Das Schöne an dem Bild ist, dass von Anfang an klar ist, dass es eine Lösung gibt. Man muss nicht zwangsläufig immer im Kriegszustand bleiben. Man kann auch mit jedem einzelnen U-Boot lernen zu leben, zu kommunizieren, sogar Frieden stiften, und damit auch langfristig (weitestgehend) ohne Folgen leben. Vielleicht werde die U-Boote sogar hilfreiche Begleitboote. Es gibt also Hoffnung! Ich will nicht sagen, dass es leicht ist, aber es geht! Und meine Erfahrung ist, sobald man sein eigenes ablehnendes, respektive verteidigendes Waffenarsenal wegpackt und sagt: "O.k., da ist also ein U-Boot. Was will es und wir kann ich mit ihm umgehen?", wird es schon so viel besser! Es gibt keinen Grund mehr, für heftige Bedrohung. Der erste Schritt ist erfolgt. Erstkontakt.

 

Nicht jedes meiner U-Boote ist gleich. Es gibt sehr viele unterschiedliche Typen für mich. Es gibt die, die langsam gewachsen sind. Sie sind eher träge und vielleicht verletzen sie nicht so offensichtlich, mit ihren Waffen, aber sie haben die Fähigkeit das eigene Denken, das des Kapitäns zu beeinflussen und verzerren seine eigene Wahrnehmung auf sich selber und auch auf die Umwelt. Sie sind schwerer wahr zu nehmen, auch wenn sie groß sind. Viel offensichtlicher wahr zu nehmen sind die kleinen schnellen U-Boote. Sie kommen plötzlich ins Bewusstsein und kommen eher vollgeladen mit Bildern und Emotionen und habe die Fähigkeit einen in eine Zeitkapsel zu schließen und wieder dahin zu schicken, wo das Trauma U-Boot entstanden ist. (Fachwort: Flashback) Sie fügen kurz und heftig sehr schmerzhafte Schläge im Kampf zu.

## [Bereitgestelltes Material]
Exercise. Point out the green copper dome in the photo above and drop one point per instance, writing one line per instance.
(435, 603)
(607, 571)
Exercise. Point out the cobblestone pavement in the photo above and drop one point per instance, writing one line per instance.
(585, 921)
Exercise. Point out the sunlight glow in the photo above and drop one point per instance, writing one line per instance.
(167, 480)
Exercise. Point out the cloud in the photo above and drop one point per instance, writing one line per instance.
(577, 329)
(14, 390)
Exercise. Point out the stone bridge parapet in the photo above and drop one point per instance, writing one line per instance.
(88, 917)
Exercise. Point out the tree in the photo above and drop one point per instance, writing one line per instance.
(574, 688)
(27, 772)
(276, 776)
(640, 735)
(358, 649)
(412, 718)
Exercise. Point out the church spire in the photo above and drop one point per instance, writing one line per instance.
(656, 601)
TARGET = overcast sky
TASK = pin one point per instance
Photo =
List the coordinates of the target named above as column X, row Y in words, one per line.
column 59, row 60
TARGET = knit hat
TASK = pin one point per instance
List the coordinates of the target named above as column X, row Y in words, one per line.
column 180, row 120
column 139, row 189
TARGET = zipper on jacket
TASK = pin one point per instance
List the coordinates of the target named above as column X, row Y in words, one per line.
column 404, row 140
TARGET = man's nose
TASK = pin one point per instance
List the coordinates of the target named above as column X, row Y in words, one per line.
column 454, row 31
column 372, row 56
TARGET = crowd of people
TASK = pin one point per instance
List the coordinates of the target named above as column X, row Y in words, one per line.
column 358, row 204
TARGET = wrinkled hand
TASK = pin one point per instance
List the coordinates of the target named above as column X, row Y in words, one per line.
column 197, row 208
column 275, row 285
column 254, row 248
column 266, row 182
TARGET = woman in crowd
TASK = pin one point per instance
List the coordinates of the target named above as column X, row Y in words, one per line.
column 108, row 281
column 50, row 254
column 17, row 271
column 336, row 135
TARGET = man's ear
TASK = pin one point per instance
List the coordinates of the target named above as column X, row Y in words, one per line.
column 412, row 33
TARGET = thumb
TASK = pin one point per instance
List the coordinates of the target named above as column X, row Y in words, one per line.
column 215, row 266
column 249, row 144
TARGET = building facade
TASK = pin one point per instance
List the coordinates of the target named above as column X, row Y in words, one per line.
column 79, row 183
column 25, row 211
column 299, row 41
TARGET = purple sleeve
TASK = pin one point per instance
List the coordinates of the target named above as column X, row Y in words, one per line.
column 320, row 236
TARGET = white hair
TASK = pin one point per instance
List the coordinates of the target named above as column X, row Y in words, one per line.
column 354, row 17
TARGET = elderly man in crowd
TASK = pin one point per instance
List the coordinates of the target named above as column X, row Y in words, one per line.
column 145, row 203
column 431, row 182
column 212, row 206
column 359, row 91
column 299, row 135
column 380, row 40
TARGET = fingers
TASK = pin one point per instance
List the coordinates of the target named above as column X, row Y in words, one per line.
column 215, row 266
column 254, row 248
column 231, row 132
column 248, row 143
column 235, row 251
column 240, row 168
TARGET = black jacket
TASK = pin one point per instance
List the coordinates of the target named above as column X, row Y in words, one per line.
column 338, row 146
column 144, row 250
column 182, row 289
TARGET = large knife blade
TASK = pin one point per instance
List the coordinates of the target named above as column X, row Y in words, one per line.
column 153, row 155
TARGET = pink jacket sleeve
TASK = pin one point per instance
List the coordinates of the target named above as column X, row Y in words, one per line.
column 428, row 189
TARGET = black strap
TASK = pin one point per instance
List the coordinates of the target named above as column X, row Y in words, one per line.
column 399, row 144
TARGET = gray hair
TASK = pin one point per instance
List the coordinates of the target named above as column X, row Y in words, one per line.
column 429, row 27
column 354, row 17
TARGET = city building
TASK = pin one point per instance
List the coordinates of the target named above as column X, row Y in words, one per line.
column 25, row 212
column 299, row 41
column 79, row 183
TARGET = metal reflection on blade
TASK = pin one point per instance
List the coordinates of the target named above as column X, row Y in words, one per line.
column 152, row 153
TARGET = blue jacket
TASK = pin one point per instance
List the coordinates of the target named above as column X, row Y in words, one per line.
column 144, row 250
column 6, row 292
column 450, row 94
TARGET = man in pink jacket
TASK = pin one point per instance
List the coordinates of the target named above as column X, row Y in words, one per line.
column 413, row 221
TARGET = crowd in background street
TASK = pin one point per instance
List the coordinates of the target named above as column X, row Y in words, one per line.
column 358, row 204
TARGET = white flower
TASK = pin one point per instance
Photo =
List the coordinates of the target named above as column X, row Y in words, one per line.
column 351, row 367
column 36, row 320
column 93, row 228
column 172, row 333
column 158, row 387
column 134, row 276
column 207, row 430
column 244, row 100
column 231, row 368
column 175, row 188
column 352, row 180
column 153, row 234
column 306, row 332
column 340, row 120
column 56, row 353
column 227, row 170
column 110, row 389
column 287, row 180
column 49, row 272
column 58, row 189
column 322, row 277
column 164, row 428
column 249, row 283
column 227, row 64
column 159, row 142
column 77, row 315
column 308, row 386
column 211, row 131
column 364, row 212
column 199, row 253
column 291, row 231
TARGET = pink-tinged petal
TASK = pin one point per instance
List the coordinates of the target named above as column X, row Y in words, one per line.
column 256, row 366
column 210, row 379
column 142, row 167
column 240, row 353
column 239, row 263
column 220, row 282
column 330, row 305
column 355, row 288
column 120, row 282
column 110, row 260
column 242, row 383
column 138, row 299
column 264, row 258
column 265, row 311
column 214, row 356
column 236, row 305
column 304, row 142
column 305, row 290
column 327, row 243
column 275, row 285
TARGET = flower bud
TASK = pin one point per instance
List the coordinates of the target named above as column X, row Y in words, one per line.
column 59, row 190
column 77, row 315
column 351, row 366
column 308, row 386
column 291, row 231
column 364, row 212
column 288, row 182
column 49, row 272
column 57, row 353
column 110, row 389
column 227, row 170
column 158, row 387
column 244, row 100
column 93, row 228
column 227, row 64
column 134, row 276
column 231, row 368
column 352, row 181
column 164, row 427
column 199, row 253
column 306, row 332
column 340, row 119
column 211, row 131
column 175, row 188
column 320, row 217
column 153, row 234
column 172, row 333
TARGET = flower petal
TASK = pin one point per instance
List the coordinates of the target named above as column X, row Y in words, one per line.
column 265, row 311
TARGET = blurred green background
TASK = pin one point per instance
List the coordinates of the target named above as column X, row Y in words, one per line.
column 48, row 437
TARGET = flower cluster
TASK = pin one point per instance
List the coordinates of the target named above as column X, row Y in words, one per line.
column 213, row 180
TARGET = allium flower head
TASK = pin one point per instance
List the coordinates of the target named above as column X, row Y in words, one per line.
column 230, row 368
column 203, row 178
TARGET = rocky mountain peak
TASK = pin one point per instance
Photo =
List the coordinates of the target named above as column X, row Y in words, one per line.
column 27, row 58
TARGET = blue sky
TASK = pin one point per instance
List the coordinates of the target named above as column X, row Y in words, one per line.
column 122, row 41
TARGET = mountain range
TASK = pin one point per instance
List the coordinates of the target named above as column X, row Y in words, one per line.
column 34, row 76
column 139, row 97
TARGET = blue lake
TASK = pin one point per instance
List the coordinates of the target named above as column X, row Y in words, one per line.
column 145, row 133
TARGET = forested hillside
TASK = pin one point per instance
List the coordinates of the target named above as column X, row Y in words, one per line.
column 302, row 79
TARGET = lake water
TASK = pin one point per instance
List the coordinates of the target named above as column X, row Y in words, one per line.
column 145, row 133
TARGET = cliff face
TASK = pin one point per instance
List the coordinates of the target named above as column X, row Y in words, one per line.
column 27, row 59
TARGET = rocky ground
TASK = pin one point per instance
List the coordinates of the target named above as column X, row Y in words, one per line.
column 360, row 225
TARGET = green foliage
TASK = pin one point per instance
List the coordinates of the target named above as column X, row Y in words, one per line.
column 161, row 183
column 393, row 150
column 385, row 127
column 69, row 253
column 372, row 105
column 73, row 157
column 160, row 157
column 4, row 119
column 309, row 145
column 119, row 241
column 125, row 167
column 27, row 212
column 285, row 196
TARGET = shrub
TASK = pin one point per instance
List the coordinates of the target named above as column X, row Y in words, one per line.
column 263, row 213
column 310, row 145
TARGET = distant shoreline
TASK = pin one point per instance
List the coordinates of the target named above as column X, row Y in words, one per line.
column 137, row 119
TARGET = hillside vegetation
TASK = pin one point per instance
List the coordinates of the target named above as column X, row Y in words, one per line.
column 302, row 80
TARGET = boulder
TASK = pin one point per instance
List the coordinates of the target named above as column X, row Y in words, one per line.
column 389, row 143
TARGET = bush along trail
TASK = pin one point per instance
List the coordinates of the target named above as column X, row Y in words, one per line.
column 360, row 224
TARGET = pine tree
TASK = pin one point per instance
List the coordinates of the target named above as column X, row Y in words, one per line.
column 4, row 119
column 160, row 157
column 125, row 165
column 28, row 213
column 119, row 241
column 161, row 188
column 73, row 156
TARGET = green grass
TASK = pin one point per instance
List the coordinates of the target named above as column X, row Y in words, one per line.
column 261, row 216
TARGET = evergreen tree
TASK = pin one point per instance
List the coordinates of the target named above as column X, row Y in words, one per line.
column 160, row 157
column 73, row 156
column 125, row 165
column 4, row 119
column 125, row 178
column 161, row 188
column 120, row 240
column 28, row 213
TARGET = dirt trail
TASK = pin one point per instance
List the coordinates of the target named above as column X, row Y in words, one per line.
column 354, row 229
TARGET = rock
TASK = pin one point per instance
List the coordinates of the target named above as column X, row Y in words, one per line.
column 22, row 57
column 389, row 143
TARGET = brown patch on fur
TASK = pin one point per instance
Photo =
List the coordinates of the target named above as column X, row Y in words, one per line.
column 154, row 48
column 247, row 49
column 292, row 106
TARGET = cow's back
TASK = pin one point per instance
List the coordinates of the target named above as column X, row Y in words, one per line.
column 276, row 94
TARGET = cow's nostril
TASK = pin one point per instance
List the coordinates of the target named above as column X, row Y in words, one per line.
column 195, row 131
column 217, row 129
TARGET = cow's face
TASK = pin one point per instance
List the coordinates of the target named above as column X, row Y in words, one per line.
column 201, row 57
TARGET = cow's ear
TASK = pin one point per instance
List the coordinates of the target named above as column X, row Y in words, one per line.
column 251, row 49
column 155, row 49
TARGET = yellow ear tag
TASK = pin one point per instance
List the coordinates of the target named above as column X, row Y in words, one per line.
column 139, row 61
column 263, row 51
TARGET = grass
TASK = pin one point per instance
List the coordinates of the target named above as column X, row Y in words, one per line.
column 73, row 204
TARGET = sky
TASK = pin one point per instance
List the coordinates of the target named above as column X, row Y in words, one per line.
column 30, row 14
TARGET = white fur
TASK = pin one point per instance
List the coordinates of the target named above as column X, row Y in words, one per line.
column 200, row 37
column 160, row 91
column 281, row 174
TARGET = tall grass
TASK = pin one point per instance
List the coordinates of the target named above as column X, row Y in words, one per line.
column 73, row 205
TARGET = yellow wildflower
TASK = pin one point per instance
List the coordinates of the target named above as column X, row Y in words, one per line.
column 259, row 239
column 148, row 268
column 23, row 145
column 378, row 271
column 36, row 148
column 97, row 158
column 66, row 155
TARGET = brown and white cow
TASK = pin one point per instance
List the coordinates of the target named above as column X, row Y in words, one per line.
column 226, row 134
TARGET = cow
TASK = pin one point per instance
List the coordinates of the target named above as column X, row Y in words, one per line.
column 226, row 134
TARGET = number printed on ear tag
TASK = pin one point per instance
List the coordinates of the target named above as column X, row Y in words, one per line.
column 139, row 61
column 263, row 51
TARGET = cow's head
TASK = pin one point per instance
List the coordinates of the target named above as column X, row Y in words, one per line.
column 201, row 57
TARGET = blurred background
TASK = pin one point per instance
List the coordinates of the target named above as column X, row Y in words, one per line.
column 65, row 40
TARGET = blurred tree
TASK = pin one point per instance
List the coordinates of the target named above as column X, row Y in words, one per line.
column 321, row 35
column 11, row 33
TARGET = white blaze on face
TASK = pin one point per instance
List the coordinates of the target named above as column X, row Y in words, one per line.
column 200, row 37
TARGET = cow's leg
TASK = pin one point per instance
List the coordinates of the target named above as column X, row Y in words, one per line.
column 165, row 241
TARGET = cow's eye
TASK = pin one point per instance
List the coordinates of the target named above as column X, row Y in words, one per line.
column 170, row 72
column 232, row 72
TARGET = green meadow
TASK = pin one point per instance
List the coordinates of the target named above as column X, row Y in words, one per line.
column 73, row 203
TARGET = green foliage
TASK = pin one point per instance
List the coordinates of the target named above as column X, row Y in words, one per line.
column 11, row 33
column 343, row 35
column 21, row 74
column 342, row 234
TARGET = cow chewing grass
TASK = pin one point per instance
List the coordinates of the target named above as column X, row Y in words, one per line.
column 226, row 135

## [Ziel der Übung]
Schreibe aus dem Text über die U-Boote einen Abschnitt wortgetreu nieder: Beginne bei den Worten mit „Nicht jedes meiner“ und hör nach „im Kampf zu.“ auf.

## [Erwartete Ausgabe]
Nicht jedes meiner U-Boote ist gleich. Es gibt sehr viele unterschiedliche Typen für mich. Es gibt die, die langsam gewachsen sind. Sie sind eher träge und vielleicht verletzen sie nicht so offensichtlich, mit ihren Waffen, aber sie haben die Fähigkeit das eigene Denken, das des Kapitäns zu beeinflussen und verzerren seine eigene Wahrnehmung auf sich selber und auch auf die Umwelt. Sie sind schwerer wahr zu nehmen, auch wenn sie groß sind. Viel offensichtlicher wahr zu nehmen sind die kleinen schnellen U-Boote. Sie kommen plötzlich ins Bewusstsein und kommen eher vollgeladen mit Bildern und Emotionen und habe die Fähigkeit einen in eine Zeitkapsel zu schließen und wieder dahin zu schicken, wo das Trauma U-Boot entstanden ist. (Fachwort: Flashback) Sie fügen kurz und heftig sehr schmerzhafte Schläge im Kampf zu.